WHAT IS NEEDED: Locate every line in the items below that contains the word "tire", treating uppercase and lowercase as distinct, and copy each such line.

MATERIAL SHOWN:

----

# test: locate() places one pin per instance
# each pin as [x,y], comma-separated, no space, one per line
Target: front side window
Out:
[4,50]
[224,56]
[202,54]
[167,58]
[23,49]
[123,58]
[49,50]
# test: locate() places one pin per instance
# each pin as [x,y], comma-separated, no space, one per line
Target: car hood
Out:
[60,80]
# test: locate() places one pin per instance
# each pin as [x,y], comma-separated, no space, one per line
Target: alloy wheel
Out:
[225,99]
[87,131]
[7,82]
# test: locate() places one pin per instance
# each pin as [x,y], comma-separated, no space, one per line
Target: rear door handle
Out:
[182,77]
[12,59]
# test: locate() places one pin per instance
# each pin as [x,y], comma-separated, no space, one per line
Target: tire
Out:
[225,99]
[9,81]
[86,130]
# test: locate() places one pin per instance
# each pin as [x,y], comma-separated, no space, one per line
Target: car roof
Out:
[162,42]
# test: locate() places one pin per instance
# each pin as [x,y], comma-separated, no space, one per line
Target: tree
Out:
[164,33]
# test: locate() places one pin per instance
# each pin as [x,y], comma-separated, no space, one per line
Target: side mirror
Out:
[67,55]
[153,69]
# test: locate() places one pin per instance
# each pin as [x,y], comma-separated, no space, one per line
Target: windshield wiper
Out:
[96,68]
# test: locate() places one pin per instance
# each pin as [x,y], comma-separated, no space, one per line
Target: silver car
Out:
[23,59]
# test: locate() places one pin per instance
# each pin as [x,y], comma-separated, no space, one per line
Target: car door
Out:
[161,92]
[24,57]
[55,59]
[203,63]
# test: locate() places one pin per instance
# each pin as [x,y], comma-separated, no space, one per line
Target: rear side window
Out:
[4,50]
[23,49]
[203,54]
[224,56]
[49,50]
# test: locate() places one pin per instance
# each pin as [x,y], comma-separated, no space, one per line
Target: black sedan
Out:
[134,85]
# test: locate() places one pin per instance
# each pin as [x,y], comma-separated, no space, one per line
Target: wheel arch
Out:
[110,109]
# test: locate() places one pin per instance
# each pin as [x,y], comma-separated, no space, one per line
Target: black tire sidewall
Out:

----

REPLY TO THE TASK:
Target: tire
Target: black tire sidewall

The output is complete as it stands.